REQUIRED TASK:
Give again, word for word, only the lines from the one containing "Note: indicate every instance of the reddish" through the final line.

►

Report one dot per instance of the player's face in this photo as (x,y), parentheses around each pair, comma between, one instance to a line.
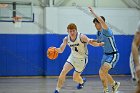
(72,32)
(98,26)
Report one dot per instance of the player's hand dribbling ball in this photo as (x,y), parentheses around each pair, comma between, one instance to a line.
(52,53)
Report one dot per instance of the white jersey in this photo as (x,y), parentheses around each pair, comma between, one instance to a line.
(138,26)
(78,48)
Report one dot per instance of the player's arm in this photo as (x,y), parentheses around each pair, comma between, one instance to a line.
(104,25)
(3,5)
(92,42)
(62,46)
(135,45)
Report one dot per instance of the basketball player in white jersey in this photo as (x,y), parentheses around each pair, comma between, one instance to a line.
(135,53)
(3,5)
(78,57)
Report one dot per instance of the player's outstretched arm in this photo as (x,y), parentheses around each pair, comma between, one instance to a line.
(92,42)
(135,45)
(104,25)
(62,46)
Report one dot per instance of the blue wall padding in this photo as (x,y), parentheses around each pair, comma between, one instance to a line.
(25,55)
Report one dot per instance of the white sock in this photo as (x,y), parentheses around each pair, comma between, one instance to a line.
(58,89)
(113,83)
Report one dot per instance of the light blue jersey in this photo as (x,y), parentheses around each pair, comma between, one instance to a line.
(107,37)
(111,54)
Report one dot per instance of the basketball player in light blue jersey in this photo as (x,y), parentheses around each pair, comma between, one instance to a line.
(136,54)
(110,56)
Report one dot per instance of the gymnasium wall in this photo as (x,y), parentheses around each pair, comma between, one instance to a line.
(23,50)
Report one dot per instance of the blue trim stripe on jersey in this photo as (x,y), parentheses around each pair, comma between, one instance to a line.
(112,43)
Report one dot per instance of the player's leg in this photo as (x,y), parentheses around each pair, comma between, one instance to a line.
(138,77)
(79,67)
(111,62)
(103,76)
(132,68)
(77,78)
(67,67)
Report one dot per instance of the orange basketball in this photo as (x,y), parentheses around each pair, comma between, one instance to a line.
(52,53)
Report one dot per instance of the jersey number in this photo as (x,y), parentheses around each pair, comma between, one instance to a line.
(76,49)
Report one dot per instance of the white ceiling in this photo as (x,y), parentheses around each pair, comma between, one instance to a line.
(35,2)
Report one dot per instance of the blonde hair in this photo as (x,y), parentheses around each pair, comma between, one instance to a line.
(72,26)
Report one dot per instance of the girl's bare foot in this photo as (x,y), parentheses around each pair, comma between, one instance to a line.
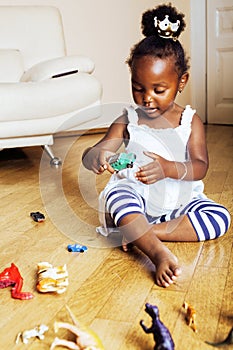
(167,268)
(126,245)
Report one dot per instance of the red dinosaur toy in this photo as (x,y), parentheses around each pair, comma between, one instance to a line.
(11,277)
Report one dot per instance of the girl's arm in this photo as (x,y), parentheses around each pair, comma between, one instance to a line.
(193,169)
(94,158)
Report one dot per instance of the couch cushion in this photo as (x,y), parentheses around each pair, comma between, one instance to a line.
(11,65)
(57,67)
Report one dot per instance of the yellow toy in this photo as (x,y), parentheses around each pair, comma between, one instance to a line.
(51,279)
(86,339)
(190,316)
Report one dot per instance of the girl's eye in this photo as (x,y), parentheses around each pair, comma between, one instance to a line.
(137,89)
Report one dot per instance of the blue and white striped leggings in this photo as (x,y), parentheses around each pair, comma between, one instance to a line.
(209,219)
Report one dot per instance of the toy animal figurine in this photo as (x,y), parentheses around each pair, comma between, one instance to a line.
(227,341)
(86,339)
(11,277)
(162,337)
(37,332)
(51,279)
(190,316)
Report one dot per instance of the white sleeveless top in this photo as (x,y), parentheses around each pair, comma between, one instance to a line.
(171,143)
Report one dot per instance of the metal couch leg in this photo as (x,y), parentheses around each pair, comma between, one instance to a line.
(55,161)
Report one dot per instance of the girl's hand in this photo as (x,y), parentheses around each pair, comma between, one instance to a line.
(95,159)
(152,172)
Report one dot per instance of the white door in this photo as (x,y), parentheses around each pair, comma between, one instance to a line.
(220,61)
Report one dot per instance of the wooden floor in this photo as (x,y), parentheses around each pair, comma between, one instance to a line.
(107,288)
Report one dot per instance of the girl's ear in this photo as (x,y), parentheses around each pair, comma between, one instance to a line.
(183,81)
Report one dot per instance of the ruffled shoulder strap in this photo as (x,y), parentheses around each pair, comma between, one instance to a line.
(187,115)
(131,114)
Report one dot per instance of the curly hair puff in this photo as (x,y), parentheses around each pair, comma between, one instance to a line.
(157,46)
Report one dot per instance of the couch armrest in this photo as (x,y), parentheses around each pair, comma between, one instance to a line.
(57,67)
(48,98)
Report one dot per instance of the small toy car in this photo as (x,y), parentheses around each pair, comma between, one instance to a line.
(37,216)
(76,248)
(121,161)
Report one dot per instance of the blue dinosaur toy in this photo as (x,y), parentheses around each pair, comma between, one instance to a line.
(162,337)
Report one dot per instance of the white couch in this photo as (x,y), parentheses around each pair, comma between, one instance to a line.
(42,90)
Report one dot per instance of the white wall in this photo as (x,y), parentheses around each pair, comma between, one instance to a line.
(105,30)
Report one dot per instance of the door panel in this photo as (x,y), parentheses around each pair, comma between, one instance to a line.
(220,61)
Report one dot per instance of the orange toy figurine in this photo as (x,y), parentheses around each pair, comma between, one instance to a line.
(86,339)
(190,316)
(11,277)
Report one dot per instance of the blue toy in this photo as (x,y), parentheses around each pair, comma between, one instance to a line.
(76,248)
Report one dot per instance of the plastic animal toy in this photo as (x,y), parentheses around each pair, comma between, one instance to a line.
(52,279)
(190,316)
(121,161)
(11,277)
(37,332)
(76,248)
(227,341)
(86,339)
(37,216)
(162,337)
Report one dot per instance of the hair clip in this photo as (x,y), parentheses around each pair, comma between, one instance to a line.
(166,29)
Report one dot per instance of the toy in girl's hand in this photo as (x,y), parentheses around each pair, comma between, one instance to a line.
(37,332)
(162,336)
(51,279)
(37,216)
(76,248)
(121,161)
(85,337)
(190,316)
(11,277)
(227,341)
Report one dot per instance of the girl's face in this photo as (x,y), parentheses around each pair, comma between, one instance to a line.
(155,83)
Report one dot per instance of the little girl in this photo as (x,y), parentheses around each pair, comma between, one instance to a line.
(161,198)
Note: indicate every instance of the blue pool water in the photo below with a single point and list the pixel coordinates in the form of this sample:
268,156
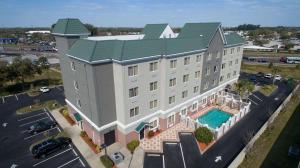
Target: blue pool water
214,118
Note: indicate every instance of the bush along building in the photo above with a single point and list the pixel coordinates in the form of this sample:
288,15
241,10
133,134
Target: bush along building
123,86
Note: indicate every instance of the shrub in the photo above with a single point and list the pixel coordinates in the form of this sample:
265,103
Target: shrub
204,135
106,161
82,133
132,145
150,134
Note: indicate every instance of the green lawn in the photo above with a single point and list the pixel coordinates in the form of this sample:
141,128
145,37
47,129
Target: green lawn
271,149
286,72
267,89
32,84
51,104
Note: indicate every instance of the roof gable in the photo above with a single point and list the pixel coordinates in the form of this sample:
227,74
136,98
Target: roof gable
153,31
69,26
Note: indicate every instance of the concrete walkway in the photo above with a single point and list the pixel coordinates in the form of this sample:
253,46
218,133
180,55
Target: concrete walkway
74,133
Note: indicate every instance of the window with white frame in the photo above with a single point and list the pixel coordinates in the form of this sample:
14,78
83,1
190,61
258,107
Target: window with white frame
207,71
153,66
133,70
195,106
185,78
153,86
198,58
215,69
153,104
76,85
223,65
153,124
133,92
134,111
172,82
171,99
73,65
184,94
171,120
196,89
173,64
186,60
197,74
78,103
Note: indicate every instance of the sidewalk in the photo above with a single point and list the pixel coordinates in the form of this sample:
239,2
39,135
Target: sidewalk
74,133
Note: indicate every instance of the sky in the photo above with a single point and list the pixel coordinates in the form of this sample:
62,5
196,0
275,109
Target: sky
137,13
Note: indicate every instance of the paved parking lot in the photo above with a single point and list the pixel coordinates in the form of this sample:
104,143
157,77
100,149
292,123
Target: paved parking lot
15,140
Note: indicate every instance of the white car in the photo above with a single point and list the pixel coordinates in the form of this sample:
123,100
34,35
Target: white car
277,77
44,89
268,76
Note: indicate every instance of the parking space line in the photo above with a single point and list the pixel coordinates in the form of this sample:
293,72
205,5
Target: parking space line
51,157
39,133
68,162
33,121
74,152
81,162
182,155
164,161
30,117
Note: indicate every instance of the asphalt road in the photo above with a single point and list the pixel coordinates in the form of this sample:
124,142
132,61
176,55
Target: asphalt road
15,140
229,145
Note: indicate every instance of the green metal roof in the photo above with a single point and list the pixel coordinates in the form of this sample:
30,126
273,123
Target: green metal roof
69,26
195,30
153,31
234,38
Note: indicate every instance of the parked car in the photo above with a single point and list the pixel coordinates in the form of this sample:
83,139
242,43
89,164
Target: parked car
41,150
44,89
277,77
268,76
41,126
260,74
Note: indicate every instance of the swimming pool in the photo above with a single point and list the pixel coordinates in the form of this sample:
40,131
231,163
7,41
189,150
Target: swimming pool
214,118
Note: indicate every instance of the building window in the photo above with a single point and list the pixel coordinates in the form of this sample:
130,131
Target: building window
228,75
236,61
231,50
153,124
171,99
153,86
195,106
197,74
207,71
225,52
133,70
209,56
221,78
223,65
186,60
153,104
73,66
153,66
215,69
134,111
185,78
171,120
76,85
172,82
184,94
78,103
198,58
133,92
196,89
205,85
173,64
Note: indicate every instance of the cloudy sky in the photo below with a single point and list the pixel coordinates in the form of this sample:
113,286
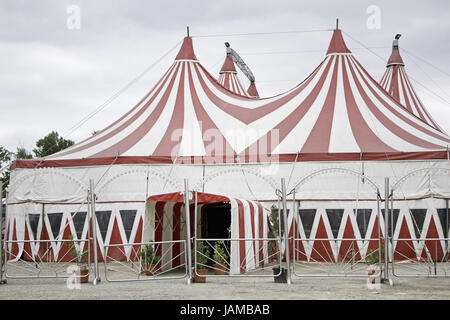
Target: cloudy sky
53,74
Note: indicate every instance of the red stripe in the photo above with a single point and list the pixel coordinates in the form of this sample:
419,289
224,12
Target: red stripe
159,224
169,144
364,136
289,157
261,234
394,83
405,95
176,234
242,251
134,137
361,70
252,221
219,87
319,137
419,104
289,122
247,115
207,125
390,124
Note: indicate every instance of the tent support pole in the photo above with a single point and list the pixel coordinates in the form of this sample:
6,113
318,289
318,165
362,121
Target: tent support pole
93,218
1,234
380,258
386,230
188,229
286,231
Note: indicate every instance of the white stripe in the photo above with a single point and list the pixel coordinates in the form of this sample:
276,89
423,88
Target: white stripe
295,140
341,137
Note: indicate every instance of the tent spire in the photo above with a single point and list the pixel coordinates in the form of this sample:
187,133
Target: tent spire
395,57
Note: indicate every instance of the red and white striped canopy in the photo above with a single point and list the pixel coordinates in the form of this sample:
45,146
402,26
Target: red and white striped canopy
338,113
229,79
396,82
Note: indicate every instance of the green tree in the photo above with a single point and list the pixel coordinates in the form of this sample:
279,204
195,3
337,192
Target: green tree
51,144
5,158
22,153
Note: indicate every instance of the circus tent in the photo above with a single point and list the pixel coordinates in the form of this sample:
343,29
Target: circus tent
229,79
338,113
189,126
395,80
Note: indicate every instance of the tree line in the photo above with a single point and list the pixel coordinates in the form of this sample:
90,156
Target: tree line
45,146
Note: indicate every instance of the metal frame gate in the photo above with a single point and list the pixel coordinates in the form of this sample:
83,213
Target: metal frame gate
434,260
225,267
37,260
350,265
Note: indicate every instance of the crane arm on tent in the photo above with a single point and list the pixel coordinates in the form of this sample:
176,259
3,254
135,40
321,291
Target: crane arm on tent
240,63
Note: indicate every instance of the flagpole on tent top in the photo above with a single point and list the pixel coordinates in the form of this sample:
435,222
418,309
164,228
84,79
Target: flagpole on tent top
1,235
93,220
188,229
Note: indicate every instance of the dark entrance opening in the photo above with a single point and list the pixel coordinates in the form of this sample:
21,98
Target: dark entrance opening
216,224
216,221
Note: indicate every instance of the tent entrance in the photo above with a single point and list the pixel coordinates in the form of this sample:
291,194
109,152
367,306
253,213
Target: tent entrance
216,221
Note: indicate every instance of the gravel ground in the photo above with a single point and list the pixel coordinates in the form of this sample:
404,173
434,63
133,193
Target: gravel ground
226,288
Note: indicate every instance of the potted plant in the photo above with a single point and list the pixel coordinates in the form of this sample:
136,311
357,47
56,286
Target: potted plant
373,259
149,260
202,260
82,263
221,258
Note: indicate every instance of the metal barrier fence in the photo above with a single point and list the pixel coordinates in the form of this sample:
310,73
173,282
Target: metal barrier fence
268,255
143,263
37,259
430,259
342,257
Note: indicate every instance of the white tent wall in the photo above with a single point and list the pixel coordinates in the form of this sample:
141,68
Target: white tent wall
125,187
414,219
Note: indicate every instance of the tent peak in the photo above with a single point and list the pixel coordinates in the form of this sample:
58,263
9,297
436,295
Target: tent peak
395,58
228,65
337,43
187,50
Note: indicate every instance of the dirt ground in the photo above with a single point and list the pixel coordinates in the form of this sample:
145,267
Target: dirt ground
226,288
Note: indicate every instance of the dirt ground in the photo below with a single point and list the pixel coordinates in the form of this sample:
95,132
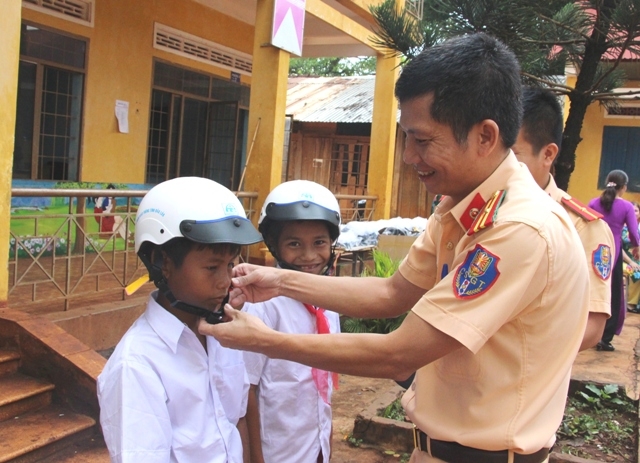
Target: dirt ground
354,395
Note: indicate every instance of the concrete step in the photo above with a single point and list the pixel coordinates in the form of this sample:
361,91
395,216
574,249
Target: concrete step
9,361
20,394
88,451
35,436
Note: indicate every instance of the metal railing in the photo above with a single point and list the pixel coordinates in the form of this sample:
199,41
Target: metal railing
59,259
356,207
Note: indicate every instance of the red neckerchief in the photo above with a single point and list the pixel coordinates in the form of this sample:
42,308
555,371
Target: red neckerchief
321,377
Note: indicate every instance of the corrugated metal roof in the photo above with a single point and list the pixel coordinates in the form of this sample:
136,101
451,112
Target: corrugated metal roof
331,99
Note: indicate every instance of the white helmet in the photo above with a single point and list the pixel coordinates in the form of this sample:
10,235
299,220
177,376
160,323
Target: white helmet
300,200
195,208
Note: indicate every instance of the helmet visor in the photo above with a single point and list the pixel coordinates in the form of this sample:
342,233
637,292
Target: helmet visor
301,210
234,230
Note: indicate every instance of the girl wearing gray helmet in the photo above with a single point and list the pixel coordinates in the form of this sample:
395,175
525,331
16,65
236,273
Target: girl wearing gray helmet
289,412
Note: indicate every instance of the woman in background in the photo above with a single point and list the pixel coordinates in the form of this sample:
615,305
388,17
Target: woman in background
633,280
617,212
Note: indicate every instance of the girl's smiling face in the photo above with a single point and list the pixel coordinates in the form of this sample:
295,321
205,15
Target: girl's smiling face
305,245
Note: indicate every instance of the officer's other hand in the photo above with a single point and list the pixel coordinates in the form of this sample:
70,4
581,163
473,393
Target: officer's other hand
253,283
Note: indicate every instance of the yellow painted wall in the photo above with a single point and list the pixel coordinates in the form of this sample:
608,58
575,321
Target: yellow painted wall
584,180
120,60
9,53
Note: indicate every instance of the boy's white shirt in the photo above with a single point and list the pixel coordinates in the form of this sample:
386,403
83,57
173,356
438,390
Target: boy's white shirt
164,399
295,423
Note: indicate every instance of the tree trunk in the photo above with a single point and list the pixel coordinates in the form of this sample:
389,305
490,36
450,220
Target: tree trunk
581,97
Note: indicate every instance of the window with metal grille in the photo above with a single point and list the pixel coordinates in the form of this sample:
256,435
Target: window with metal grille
197,126
49,109
182,43
633,111
349,167
621,150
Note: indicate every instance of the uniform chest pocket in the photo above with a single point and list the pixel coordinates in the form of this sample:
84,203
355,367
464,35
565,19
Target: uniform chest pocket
459,364
231,388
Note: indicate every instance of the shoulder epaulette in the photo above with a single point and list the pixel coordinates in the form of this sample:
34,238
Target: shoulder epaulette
583,211
487,214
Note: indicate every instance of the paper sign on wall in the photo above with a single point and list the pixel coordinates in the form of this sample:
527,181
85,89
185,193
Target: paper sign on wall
288,25
122,114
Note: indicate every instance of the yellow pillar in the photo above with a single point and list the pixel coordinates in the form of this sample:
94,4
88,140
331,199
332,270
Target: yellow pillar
267,108
383,135
9,59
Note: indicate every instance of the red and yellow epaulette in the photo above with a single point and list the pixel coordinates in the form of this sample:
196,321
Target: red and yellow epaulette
487,215
583,211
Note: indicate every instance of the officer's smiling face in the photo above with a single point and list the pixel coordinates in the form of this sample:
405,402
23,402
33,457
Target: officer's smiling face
443,165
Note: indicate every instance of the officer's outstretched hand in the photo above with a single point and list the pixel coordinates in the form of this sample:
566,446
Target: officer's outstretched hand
254,283
240,331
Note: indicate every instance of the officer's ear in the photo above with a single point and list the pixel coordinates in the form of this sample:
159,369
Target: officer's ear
487,136
549,153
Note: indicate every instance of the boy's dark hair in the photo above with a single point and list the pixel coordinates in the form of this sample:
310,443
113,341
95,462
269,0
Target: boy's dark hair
542,120
615,181
472,78
178,248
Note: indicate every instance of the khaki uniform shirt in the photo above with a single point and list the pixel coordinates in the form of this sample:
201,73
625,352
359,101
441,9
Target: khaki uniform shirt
594,234
514,295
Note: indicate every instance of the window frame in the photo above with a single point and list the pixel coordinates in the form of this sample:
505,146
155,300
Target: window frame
41,64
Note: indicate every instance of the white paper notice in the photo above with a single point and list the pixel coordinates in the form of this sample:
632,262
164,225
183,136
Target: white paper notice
122,114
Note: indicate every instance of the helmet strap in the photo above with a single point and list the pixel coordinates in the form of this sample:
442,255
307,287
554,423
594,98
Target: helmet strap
211,317
155,274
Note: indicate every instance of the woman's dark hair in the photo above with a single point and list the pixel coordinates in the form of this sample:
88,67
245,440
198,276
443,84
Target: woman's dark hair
616,180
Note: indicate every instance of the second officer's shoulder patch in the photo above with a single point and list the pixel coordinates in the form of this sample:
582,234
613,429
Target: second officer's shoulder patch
476,274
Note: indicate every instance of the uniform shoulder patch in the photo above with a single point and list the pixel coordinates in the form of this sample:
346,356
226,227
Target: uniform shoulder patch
579,208
476,274
601,261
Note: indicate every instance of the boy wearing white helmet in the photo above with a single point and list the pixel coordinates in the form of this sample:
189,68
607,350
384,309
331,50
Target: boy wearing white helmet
289,412
167,393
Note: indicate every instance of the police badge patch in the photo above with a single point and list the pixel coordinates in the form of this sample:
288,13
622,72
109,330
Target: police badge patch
601,261
477,274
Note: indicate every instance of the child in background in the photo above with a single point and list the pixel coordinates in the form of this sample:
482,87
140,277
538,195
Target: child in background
167,393
289,411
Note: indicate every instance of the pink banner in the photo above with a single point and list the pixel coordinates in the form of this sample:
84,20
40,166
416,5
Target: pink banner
288,25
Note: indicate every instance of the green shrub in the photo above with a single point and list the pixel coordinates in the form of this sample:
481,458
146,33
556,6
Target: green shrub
384,267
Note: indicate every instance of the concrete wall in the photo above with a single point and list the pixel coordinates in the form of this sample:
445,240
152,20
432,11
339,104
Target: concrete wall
584,180
119,67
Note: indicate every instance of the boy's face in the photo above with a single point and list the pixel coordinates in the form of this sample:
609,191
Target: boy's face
305,245
203,279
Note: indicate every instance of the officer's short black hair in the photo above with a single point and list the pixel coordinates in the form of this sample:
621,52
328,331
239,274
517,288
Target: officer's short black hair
472,78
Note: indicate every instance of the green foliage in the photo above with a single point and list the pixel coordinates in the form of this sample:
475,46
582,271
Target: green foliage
384,267
546,36
601,416
332,67
353,441
393,411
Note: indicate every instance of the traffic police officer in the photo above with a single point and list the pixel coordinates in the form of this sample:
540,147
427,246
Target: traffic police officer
537,146
497,277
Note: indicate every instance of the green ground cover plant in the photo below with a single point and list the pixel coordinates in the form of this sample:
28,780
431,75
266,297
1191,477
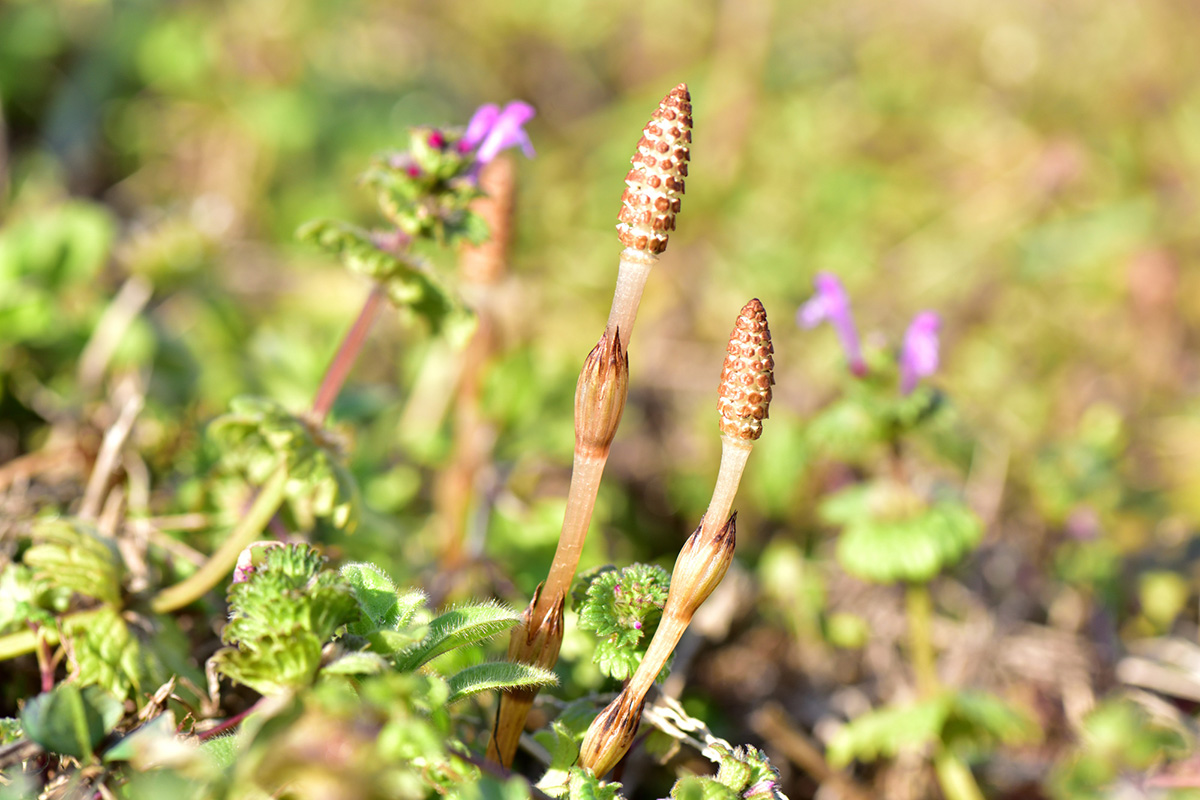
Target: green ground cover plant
271,528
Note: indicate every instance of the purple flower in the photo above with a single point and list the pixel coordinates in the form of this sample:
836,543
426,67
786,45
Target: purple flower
832,305
492,130
918,358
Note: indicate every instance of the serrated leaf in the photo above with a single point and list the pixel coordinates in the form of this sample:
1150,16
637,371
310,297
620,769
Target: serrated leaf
355,663
71,554
457,627
563,746
497,675
71,721
271,665
586,786
963,721
695,787
409,284
257,433
623,607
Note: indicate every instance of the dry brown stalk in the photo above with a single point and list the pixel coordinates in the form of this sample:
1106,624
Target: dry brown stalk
743,401
649,204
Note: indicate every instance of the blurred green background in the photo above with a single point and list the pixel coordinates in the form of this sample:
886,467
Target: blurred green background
1026,169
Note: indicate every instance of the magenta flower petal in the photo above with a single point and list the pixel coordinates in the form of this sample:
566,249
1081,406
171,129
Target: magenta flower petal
831,305
481,122
918,356
508,132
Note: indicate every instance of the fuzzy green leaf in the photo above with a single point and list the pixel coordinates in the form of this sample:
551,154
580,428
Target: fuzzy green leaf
891,534
355,663
127,661
408,282
695,787
497,675
377,597
623,607
271,663
71,721
457,627
563,746
586,786
257,433
71,554
964,721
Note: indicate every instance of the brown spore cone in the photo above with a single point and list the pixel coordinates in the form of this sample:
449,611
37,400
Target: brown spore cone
744,395
654,185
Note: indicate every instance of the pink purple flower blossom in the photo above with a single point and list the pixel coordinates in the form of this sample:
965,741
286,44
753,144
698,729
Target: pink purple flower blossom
832,305
918,356
492,130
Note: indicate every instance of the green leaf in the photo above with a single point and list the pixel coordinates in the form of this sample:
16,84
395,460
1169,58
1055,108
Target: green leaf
745,770
355,663
563,746
695,787
70,721
586,786
623,607
129,661
964,721
497,675
409,284
889,534
457,627
257,433
71,554
161,728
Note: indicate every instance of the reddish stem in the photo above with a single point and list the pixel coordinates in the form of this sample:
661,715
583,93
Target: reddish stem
232,722
347,354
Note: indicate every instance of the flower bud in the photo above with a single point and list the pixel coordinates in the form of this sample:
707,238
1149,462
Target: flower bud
600,395
654,185
701,564
744,394
611,734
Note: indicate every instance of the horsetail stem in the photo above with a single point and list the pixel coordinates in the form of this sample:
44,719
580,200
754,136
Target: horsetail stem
742,404
653,190
649,204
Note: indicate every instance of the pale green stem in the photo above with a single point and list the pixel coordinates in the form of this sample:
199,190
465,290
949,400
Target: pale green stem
220,564
581,501
735,453
919,611
955,777
631,272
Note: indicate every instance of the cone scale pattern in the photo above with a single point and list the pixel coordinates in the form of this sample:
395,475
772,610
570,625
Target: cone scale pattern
747,377
654,185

◄

WRITTEN SOLUTION:
Note: indicate every instance of the reddish stem in the photo above with a single point and list the pixel coordinates in the form of this sample:
661,715
583,93
Target: reddish stem
232,722
347,354
Note: indicate every instance of the flower bud in the photo above with a single point and list the pixel coordinates in the form of this sample:
707,238
1149,462
Target: flower bud
600,395
654,185
701,564
744,394
611,734
Note: indicate every instance of the horsetail stem in the photo above with a single point and list the pixel coordinates in the form of this sample:
44,719
580,200
754,136
Target: horsetail stem
742,404
653,190
649,204
Note: indicate every instance of the pale green stem in the photo above with a single point and list the pixel coordinates in the form of this sample:
199,190
465,290
949,400
Target: pale green stem
220,564
581,501
735,453
919,611
955,777
631,272
Note: indicate every instance of the cone scale pattern in the photo above with a single point and list the pixel coordinates in the form of this sample:
395,475
772,610
570,625
Target: cone scale pattern
747,377
654,185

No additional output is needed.